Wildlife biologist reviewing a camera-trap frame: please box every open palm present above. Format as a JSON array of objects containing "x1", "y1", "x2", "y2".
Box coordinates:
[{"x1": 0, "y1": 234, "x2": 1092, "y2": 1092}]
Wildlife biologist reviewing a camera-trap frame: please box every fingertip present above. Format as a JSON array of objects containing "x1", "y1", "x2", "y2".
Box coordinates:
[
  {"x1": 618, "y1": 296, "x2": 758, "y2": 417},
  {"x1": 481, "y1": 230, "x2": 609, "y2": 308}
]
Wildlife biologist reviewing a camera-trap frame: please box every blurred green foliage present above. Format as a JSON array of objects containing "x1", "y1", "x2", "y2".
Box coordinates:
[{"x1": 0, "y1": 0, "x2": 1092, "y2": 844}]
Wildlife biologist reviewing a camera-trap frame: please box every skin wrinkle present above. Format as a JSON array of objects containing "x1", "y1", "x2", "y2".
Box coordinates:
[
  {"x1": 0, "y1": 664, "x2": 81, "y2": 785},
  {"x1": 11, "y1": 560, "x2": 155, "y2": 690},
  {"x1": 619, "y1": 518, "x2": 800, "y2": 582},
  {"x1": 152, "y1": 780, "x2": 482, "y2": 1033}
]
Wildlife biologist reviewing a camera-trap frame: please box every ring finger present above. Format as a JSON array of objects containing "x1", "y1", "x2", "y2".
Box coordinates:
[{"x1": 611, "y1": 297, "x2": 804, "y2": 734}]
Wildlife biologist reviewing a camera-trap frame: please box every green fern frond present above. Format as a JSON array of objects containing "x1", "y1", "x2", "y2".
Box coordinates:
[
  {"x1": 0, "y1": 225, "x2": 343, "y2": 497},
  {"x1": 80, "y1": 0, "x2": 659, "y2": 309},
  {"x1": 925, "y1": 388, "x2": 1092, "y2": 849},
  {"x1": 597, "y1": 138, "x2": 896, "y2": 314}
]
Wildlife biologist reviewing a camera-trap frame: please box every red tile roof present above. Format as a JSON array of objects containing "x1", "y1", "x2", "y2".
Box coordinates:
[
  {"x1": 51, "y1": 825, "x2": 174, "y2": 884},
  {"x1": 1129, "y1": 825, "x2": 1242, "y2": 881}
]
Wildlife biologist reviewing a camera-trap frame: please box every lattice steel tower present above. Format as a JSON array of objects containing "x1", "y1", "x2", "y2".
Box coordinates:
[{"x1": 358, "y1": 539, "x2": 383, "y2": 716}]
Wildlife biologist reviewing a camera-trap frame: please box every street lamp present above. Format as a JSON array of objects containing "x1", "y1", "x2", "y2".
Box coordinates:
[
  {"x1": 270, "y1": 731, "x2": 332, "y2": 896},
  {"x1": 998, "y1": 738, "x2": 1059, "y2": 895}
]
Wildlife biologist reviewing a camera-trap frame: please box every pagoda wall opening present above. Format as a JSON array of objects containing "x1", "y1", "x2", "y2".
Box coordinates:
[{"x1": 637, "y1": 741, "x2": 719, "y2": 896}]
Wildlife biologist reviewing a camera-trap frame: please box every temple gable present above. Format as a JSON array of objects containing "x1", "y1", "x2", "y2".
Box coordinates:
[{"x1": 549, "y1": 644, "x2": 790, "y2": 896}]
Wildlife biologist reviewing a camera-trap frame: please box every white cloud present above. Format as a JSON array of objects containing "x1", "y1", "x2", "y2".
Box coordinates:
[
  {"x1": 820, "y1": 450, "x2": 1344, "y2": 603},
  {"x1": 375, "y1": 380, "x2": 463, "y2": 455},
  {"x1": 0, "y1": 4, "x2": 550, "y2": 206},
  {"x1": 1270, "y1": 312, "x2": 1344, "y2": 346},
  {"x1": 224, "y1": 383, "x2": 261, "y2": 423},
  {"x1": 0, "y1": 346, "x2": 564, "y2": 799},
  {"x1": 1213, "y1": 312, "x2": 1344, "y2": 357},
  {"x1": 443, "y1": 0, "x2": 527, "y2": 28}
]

_Task requirements_
Extract each line of the entries above that contains the word "green".

_Result of the exercise_
Wildlife biologist reviewing a camera-trap frame: please box every blurred green foliage present above. Format as a JSON array of objects containing "x1", "y1", "x2", "y2".
Wildlife biologist reviewing a camera-trap frame: please box every green fern frond present above. Format as a JSON array of objects containing "x1", "y1", "x2", "y2".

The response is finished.